> **EXERCISE REQUIREMENTS**
Present the part of the rows that opens with the line containing "Trivia challenge! Examine the picture above and pinpoint the red" and closes with the line containing "170;57;214;83" as a numbered list, including both of those lines and leaving out any blank lines.

[Bounding box data excerpts]

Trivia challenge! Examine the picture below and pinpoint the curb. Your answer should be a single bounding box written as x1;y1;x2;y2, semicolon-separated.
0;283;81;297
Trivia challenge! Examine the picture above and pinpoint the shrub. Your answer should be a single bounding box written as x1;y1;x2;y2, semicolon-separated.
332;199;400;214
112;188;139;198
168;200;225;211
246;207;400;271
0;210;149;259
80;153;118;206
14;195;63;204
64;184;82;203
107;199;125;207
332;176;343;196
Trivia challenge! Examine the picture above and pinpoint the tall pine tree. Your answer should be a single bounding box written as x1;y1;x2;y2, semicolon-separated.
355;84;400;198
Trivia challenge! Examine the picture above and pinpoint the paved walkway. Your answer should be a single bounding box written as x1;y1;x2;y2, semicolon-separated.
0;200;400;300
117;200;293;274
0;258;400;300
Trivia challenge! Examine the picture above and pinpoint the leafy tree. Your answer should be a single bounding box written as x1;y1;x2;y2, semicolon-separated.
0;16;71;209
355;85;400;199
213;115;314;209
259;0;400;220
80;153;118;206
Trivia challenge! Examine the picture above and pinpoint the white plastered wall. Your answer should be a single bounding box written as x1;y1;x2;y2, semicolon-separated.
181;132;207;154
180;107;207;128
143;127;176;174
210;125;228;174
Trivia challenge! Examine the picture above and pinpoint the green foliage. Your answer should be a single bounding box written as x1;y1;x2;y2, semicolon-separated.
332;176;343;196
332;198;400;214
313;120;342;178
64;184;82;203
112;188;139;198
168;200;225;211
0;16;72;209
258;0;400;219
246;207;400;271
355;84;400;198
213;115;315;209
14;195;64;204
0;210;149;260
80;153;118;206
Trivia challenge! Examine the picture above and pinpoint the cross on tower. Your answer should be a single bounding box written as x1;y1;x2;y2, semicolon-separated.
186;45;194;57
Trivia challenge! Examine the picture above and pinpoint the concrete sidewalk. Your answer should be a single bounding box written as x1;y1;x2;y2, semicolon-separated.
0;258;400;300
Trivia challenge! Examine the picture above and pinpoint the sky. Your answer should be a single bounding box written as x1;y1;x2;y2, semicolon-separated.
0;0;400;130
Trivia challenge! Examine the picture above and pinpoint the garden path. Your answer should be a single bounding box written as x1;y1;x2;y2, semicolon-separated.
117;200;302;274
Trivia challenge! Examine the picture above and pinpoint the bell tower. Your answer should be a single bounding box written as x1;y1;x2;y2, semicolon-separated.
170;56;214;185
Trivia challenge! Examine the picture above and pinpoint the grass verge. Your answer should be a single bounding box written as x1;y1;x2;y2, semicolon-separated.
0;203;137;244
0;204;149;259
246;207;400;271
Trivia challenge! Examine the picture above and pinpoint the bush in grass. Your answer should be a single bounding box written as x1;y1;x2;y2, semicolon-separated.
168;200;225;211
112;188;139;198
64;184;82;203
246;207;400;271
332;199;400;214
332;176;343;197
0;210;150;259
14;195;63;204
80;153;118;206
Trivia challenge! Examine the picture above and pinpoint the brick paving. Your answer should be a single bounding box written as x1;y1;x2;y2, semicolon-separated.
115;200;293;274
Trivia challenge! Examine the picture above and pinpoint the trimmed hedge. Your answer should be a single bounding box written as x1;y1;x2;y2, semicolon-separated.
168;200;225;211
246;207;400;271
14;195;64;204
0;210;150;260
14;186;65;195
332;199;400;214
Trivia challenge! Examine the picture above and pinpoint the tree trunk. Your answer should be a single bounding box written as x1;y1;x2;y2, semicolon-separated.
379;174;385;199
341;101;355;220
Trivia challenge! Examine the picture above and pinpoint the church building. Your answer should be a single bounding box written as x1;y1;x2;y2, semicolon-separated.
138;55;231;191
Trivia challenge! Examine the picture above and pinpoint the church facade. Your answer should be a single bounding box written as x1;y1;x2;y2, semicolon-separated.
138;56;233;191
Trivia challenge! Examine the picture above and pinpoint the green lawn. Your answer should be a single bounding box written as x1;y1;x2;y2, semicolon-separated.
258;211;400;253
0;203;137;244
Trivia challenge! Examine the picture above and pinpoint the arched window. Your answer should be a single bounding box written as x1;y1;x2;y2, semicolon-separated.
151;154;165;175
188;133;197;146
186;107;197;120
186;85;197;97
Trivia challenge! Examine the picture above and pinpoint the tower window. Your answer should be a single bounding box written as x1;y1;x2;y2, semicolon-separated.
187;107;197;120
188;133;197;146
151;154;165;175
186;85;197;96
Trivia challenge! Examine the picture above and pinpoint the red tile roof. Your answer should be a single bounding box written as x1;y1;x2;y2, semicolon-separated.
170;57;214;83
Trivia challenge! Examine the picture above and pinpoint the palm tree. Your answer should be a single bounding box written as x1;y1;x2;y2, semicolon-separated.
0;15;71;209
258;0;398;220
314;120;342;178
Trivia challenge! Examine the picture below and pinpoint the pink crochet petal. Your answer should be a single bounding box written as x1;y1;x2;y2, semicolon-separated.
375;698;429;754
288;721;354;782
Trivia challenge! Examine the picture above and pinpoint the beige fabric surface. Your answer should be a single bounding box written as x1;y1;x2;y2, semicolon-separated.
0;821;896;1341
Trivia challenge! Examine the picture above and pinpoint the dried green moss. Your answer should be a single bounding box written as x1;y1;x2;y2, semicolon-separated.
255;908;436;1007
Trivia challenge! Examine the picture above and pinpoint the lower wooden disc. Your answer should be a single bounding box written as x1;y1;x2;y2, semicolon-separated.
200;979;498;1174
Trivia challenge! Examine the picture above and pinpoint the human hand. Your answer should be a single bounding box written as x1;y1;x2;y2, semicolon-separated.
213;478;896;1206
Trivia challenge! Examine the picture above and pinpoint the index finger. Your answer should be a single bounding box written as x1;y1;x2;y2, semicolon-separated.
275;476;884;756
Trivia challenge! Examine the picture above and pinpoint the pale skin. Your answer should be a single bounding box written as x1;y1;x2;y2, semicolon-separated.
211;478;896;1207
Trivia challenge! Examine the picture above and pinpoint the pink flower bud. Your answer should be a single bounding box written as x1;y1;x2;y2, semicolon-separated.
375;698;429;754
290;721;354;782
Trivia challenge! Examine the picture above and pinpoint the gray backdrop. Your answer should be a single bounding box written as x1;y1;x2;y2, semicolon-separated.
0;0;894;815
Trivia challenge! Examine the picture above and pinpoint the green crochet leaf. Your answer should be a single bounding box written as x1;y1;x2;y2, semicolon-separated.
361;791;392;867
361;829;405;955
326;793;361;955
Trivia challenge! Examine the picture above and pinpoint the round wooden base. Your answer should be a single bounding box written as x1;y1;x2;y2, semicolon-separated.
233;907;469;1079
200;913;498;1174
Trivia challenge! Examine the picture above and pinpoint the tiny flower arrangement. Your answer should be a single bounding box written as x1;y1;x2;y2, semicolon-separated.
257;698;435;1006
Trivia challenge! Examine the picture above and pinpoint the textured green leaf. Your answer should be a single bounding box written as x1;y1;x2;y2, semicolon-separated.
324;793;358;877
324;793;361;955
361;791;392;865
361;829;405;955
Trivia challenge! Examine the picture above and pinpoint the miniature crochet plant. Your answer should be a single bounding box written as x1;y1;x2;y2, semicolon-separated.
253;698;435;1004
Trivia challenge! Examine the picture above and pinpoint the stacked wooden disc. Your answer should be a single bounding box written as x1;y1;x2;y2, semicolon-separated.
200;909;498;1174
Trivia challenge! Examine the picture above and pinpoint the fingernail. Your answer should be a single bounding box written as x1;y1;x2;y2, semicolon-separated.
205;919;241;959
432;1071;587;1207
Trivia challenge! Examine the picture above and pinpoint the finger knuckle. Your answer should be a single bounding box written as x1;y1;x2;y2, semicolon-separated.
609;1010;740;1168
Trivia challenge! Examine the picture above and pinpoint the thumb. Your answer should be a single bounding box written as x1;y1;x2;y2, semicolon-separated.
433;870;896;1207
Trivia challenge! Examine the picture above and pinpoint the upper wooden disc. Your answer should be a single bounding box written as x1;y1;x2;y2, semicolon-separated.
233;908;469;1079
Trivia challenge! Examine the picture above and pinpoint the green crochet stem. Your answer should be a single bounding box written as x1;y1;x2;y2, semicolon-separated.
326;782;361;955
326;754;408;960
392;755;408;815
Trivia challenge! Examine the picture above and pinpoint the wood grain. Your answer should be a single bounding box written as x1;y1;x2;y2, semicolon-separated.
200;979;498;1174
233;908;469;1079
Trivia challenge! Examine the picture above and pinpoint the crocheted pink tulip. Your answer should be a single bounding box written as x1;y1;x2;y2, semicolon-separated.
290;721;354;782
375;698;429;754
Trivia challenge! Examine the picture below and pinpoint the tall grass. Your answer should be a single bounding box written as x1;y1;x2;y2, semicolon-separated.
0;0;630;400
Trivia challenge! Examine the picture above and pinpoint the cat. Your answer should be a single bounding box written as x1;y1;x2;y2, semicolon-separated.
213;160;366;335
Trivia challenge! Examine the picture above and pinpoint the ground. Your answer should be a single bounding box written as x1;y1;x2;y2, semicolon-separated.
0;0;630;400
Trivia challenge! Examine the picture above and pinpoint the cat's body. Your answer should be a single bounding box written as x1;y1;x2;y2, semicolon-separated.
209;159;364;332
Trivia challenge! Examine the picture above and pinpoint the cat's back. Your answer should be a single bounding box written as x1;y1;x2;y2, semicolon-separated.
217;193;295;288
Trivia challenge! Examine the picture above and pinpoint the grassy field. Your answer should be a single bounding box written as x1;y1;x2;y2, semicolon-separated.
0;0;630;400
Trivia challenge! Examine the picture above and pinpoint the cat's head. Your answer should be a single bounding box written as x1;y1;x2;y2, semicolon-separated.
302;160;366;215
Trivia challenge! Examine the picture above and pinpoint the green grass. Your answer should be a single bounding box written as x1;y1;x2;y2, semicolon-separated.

> **EXERCISE OUTPUT**
1. Trivia challenge! Examine the picture above and pinpoint the red tile roof. Your answer should be a single bounding box written as x1;y1;x2;y2, semicolon-separated.
2. 170;57;214;83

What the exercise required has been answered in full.